- [GIVEN PROBLEM]:
In the records below, find the line containing "Expected: the pointer indicates a point on the bokeh", then copy that line and all lines after it, exactly, omitting every picture.

- [DATA FOR THE TASK]:
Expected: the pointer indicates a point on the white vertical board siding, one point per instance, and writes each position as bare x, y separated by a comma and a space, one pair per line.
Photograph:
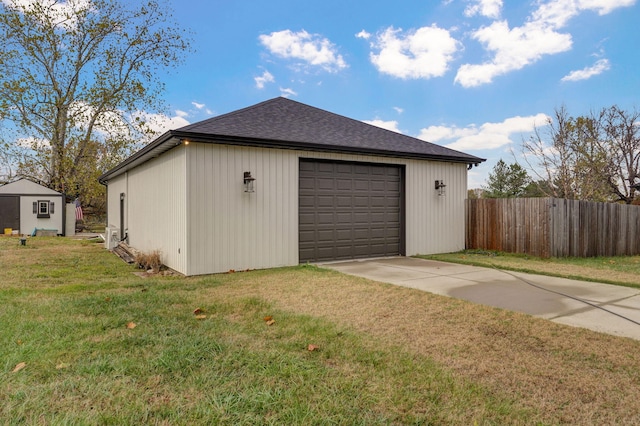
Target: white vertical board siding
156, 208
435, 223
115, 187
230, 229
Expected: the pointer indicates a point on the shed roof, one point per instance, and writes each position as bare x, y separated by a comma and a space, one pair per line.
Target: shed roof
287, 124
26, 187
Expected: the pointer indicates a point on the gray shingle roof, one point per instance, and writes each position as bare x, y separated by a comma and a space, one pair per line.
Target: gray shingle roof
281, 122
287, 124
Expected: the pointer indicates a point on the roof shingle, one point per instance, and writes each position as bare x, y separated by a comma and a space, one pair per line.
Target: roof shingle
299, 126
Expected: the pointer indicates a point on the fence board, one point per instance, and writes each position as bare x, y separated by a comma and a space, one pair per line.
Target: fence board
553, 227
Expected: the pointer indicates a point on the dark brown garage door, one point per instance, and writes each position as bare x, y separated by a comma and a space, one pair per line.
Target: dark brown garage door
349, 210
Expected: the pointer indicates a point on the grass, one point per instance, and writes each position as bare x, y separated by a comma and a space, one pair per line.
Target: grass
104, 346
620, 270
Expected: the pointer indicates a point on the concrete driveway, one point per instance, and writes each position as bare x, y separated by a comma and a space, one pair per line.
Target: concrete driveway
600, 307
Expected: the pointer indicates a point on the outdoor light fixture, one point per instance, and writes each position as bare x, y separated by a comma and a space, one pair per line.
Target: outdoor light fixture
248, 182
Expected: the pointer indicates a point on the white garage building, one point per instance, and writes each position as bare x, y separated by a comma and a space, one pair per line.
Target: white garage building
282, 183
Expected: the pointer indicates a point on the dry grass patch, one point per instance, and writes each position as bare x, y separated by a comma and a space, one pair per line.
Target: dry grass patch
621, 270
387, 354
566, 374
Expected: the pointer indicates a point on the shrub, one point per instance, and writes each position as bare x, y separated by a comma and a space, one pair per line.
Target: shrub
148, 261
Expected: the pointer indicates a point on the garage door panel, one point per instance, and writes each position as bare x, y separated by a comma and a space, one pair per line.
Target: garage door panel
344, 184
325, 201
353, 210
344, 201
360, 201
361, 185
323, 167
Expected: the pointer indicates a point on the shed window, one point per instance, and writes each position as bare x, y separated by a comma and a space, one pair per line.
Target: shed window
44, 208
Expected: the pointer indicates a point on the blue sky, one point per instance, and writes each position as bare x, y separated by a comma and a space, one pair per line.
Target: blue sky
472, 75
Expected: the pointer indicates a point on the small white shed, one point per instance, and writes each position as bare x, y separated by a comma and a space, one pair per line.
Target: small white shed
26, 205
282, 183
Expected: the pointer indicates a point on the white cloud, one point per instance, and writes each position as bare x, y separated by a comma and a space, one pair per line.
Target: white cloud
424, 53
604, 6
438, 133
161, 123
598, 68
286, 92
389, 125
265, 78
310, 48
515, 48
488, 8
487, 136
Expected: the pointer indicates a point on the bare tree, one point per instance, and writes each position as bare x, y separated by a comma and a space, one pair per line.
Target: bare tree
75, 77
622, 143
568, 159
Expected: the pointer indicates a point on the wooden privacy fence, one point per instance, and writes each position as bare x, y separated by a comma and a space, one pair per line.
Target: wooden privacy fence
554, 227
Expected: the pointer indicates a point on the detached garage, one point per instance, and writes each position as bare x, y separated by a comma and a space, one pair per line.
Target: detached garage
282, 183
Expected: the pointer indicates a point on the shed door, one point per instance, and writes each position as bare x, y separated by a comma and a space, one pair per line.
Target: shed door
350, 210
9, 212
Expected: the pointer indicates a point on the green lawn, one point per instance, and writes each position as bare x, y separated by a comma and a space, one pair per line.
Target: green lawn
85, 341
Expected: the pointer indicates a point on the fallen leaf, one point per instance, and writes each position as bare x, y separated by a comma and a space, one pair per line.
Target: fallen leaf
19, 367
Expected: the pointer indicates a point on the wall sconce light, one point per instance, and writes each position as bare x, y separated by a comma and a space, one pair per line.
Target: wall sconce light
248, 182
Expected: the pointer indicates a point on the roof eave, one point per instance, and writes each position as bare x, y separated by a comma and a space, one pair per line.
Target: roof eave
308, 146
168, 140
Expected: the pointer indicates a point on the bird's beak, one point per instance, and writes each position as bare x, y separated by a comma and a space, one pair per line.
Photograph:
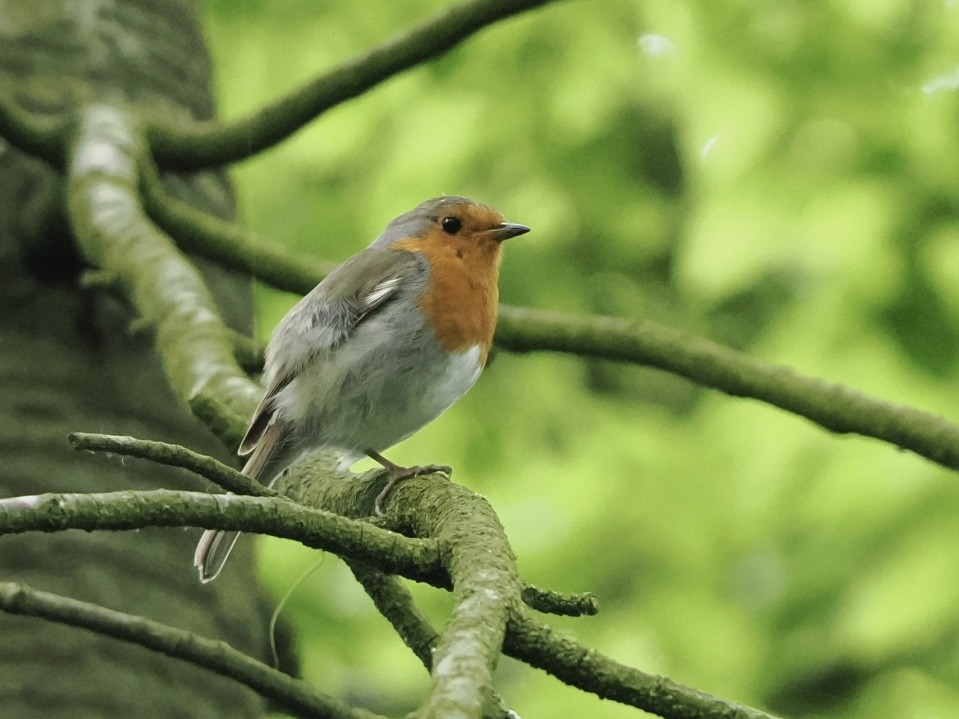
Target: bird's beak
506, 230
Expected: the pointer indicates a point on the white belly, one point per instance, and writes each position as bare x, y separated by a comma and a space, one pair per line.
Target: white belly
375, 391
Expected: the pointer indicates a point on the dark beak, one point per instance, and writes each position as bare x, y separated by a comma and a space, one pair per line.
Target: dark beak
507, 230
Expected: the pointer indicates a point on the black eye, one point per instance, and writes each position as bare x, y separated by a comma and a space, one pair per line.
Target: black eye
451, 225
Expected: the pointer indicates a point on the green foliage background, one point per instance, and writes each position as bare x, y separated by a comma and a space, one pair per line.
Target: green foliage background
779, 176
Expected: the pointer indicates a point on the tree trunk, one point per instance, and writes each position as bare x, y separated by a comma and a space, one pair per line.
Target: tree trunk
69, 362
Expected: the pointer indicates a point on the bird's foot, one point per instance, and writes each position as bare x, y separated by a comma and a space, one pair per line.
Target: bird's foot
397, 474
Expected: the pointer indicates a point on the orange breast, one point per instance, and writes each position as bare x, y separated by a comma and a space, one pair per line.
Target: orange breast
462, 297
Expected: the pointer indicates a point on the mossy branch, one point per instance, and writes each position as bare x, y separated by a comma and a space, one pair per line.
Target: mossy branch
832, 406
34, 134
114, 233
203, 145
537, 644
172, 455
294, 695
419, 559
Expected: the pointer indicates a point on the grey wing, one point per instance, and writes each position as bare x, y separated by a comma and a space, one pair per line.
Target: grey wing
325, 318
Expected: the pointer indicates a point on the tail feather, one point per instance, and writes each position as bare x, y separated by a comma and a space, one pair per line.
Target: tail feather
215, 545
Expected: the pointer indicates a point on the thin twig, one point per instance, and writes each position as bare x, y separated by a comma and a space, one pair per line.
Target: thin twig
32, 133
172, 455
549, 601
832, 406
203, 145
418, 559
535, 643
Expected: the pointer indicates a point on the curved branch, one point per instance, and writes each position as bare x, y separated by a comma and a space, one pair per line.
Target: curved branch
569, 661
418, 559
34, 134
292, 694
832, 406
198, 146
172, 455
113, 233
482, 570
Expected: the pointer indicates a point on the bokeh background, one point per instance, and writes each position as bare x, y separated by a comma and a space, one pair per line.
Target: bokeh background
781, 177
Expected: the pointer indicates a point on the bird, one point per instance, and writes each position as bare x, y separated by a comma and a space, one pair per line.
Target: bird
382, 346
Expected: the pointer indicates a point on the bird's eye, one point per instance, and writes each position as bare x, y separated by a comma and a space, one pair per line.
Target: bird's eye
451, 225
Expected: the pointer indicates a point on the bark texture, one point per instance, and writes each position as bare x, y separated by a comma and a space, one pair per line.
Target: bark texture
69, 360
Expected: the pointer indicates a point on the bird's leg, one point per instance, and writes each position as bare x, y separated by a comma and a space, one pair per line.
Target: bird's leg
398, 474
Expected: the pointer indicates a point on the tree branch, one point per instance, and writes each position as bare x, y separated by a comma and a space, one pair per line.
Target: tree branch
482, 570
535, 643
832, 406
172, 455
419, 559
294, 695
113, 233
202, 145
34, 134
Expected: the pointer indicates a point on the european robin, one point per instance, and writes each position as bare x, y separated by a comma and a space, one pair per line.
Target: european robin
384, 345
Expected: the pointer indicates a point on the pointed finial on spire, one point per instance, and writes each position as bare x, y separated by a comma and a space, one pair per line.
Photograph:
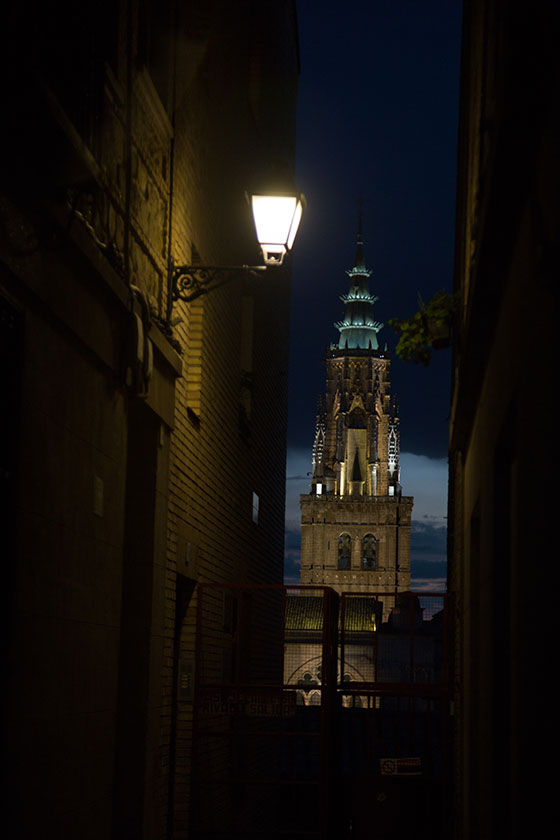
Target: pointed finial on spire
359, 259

- [SOLUTION TO THIS EXERCISE]:
Expected: the pointer indicates a point on the bokeh background, one point per instance, and writes each position as bare x, y separated by a comma and a space, one pair per line.
Target: bokeh background
781, 177
Expected: the pointer indicates a point on the bird, one point per instance, and writes each position as bare x, y separated by a comma and a space, one pair per line.
Target: bird
382, 346
Expected: the pointer indicates a point on the bird's eye, one point per instance, and writes each position as bare x, y separated by a comma and a space, one pair per line.
Target: bird's eye
451, 225
Expected: the pointer indicates a point on the bark texture, one point per instance, and writes each position as bare x, y separated by a comma and a space, one pair per line.
Target: bark texture
69, 360
Expected: the pointer indicates a point on the bird's leg, one point per instance, and writes each position as bare x, y separated by a comma and a space, one pair per line.
Target: bird's leg
398, 474
Expected: the pointer indicates a point on the tree branch, one point per instance, and writes each position as bare x, y separated by a comma and a space, one pair per line.
Target: tree branch
482, 570
535, 643
832, 406
172, 455
419, 559
294, 695
113, 233
202, 145
34, 134
Expected: the pointer indicates a point on the european robin, one point per instance, and writes each position as bare x, y separated by a comma and a space, one pair per line.
Target: european robin
384, 345
Expected: the pointer indicates a point on the pointed finial on spire, one point per instance, and writes each position as bare x, y separated by a comma and a space, one pair per line.
Photograph:
Target: pointed finial on spire
359, 259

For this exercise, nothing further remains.